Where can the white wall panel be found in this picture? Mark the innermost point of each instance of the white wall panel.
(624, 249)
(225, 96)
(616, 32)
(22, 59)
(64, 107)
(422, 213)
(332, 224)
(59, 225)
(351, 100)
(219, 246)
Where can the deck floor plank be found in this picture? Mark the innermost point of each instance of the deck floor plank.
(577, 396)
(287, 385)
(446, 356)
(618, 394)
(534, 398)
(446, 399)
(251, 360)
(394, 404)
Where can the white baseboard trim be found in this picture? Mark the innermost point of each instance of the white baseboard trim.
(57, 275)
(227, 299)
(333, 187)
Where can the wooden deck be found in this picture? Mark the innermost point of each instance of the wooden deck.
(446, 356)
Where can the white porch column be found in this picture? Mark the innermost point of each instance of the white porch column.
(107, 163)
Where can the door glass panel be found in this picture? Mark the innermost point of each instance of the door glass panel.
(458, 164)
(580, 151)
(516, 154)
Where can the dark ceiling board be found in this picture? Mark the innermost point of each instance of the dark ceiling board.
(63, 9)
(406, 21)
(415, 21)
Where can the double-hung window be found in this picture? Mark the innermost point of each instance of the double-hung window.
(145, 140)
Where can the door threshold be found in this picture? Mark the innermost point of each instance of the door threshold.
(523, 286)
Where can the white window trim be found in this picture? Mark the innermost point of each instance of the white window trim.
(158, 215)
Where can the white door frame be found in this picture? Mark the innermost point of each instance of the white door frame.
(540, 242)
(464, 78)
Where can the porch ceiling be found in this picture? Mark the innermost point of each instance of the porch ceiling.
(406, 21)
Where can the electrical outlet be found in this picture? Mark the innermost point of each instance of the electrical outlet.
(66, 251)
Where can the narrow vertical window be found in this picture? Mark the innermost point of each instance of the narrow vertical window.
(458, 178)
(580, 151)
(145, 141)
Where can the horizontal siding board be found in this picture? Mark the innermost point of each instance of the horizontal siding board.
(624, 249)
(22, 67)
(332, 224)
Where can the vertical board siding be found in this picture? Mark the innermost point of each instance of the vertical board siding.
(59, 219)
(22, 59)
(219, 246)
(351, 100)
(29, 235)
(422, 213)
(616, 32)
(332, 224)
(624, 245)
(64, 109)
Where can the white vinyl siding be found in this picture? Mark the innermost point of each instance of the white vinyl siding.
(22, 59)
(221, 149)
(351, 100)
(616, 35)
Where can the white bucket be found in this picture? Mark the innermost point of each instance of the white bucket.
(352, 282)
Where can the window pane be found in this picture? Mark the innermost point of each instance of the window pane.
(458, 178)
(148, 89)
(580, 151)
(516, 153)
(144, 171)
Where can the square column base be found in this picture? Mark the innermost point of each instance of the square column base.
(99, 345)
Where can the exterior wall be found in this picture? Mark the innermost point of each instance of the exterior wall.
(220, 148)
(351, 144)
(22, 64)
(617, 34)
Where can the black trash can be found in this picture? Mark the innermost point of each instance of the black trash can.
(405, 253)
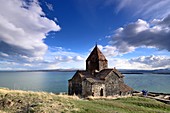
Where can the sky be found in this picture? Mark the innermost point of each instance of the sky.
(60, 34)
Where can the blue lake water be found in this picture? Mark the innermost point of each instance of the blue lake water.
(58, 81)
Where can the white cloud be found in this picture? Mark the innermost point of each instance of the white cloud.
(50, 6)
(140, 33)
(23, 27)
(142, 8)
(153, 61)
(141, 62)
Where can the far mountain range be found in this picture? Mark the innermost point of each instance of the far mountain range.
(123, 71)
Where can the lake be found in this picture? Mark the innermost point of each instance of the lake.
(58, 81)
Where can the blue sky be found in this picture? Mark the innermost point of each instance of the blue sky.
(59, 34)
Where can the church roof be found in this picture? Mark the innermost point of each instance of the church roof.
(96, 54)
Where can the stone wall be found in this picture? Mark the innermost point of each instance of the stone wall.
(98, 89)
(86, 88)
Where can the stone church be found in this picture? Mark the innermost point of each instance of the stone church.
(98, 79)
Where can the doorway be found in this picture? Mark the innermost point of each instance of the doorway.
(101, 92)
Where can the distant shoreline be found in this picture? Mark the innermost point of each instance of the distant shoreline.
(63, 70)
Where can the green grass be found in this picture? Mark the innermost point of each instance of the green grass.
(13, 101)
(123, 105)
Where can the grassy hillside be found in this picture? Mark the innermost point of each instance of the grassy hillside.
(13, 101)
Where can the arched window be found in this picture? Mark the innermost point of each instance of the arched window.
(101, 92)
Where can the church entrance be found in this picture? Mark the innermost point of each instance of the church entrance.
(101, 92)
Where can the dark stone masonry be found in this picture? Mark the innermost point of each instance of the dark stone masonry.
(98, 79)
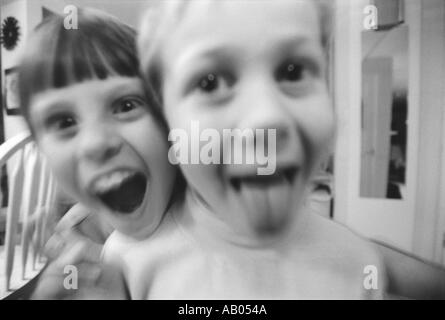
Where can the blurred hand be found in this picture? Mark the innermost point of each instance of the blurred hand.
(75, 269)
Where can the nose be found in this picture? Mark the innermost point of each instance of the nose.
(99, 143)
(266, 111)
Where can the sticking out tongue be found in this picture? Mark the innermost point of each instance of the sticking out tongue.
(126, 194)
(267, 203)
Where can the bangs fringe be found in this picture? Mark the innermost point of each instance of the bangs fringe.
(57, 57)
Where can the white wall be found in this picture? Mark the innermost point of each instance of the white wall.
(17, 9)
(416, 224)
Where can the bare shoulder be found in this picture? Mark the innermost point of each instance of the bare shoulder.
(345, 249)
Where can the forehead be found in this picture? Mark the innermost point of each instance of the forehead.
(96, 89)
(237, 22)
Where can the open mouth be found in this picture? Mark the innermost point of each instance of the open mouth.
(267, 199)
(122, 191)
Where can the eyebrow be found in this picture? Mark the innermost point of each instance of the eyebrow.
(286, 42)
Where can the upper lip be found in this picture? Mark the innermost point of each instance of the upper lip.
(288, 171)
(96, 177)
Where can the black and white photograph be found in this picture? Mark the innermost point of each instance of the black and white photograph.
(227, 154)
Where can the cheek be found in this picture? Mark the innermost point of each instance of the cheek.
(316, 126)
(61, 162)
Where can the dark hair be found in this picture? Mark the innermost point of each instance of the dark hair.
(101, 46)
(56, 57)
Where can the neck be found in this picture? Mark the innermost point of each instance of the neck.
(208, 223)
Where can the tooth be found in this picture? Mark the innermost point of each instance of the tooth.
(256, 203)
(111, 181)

--

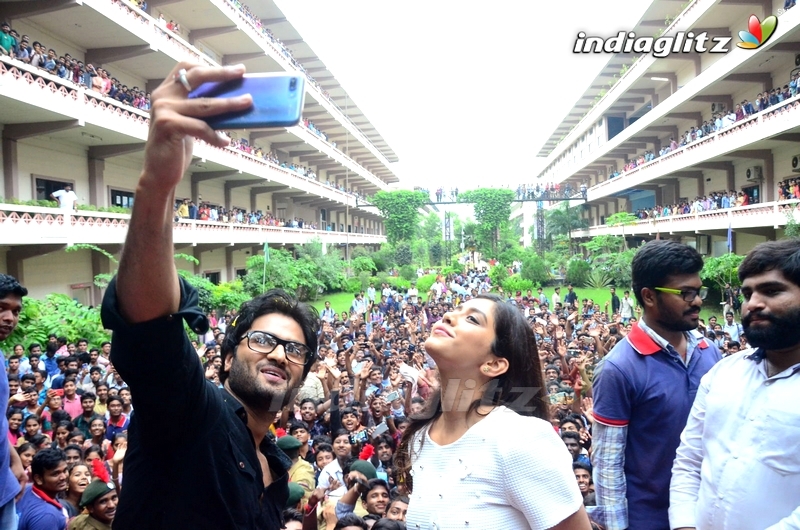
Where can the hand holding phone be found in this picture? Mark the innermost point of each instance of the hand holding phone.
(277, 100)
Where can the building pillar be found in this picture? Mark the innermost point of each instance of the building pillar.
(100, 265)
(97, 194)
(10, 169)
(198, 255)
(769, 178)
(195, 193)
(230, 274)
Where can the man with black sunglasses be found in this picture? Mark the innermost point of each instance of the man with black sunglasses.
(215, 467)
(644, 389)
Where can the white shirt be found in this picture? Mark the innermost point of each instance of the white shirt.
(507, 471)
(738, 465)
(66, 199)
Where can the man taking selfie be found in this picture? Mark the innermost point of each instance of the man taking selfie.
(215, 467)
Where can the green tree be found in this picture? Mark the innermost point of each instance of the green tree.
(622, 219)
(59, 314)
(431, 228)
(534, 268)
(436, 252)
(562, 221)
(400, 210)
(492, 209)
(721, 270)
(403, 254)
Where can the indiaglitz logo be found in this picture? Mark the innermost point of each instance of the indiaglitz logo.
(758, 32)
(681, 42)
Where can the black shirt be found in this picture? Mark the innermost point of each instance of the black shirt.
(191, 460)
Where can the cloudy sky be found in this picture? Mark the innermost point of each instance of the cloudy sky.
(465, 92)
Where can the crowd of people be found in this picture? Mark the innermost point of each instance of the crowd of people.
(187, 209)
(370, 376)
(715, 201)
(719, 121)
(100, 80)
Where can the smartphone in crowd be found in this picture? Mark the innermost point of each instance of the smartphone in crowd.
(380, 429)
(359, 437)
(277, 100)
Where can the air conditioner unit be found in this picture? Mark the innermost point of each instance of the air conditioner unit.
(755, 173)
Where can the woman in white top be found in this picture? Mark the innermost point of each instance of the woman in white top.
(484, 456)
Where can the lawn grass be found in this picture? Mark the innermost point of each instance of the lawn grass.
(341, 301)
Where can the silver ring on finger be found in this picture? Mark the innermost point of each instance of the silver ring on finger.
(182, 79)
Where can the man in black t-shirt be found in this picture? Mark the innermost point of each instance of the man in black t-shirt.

...

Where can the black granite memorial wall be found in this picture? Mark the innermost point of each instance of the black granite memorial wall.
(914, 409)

Action item. Looking back over the data above, restate word for word the lines that begin at the line with "Where can the man taking" and end at the line with "Where can the man in", inclusive.

Reply.
Where can the man taking selfie be found in this picture? Mark the innermost point of each instance of the man taking selfie.
(215, 467)
Where can the green tree be found in this picture? Mark the innermost point of each instance of the green tree.
(622, 219)
(59, 314)
(431, 228)
(534, 268)
(436, 252)
(562, 221)
(400, 210)
(492, 209)
(721, 270)
(403, 254)
Where can the indiaglitz logo be found in this picture? Mark the innermost point of each instance of the indiaglitz logo.
(758, 32)
(681, 42)
Where can the black shirt be found in this picture? Mark the innermost point of each instance of the black shirt.
(191, 460)
Where can the cloudy sky be found in this picture? Mark the innermost point of each instance of the cloudy sky.
(465, 92)
Where can the crowd of people be found in this picture? Mark the innermost point of each instance of the crowd of people.
(187, 209)
(370, 376)
(715, 201)
(719, 121)
(100, 80)
Where can the smartphone in crowd be found in this picture? Mark the innermost point of each instance of the smartphone in crowd.
(380, 429)
(359, 437)
(277, 100)
Where can the air conditioner unit be found in this picture? Mark the innermost point of each instance of the air conditioner unit.
(755, 173)
Where can the woman in white top be found in this picture? Mark the innermost point of each instance of the woman in white top.
(484, 456)
Where can the lawn grass be found in this picture? Mark the innermost point of each instance of the lawn grass.
(341, 301)
Where can the silver ring on finger be found in this picture? Mark the innermost point of each instance of the silver ring on finger.
(182, 79)
Where can the man in black t-shirt be found in this picture? Mark the innermost point of each instance of the man in black t-shirt.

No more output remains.